Excerpted text:

════════════════

# Grooming for a min pin?



## jfinner1 (Mar 4, 2009)

This may seem a bit silly, but both of my other dogs have been long haired and needed a bit of maintenance. The golden retriever mix had to me trimmed and brushed to avoid mats, and the poodle, well, she was a poodle. That kinda speaks for itself, lol. Now I've got a min pin, or at least he looks like a min pin, lol. Really short hair, so I doubt he'll need a trim or anything, and I'm not even sure if he'll need brushed... Do they shed? So I guess my question is, what kind of maintenance does a min pin need? How often should he get a bath? If he needs brushed, what kind of brush would be best? Right now, all I'm doing is nails and teeth. Am I missing anything?


----------



## CoverTune (Mar 11, 2007)

════════════════

Action item A: Do the following statements agree with the forum post? Answer yes or no for each, quoting the deciding words of the forum post exactly. (i) Both of the writer's other dogs were long-haired. (ii) The writer expects the new dog to need trims. (iii) For now, the writer takes care of only the dog's nails and teeth.
Action item B: Please summarize the forum post in two sentences.
Action item C: Reproduce the stretch of the forum post from "## jfinner1 (Mar" through "(Mar 11, 2007)".

Provided material:

════════════════

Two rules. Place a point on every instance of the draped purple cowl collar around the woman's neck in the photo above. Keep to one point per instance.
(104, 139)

════════════════

Response area A:
(i) Yes: "both of my other dogs have been long haired"
(ii) No: "Really short hair, so I doubt he'll need a trim or anything"
(iii) Yes: "Right now, all I'm doing is nails and teeth."

Response area B: The writer's two earlier dogs, a golden retriever mix and a poodle, were long-haired and needed grooming, but the new dog looks like a min pin and has really short hair. The writer asks whether min pins shed, what maintenance such a dog needs, how often it should be bathed, and what brush would be best, since only nails and teeth are being done so far.

Response area C:
## jfinner1 (Mar 4, 2009)

This may seem a bit silly, but both of my other dogs have been long haired and needed a bit of maintenance. The golden retriever mix had to me trimmed and brushed to avoid mats, and the poodle, well, she was a poodle. That kinda speaks for itself, lol. Now I've got a min pin, or at least he looks like a min pin, lol. Really short hair, so I doubt he'll need a trim or anything, and I'm not even sure if he'll need brushed... Do they shed? So I guess my question is, what kind of maintenance does a min pin need? How often should he get a bath? If he needs brushed, what kind of brush would be best? Right now, all I'm doing is nails and teeth. Am I missing anything?


----------



## CoverTune (Mar 11, 2007)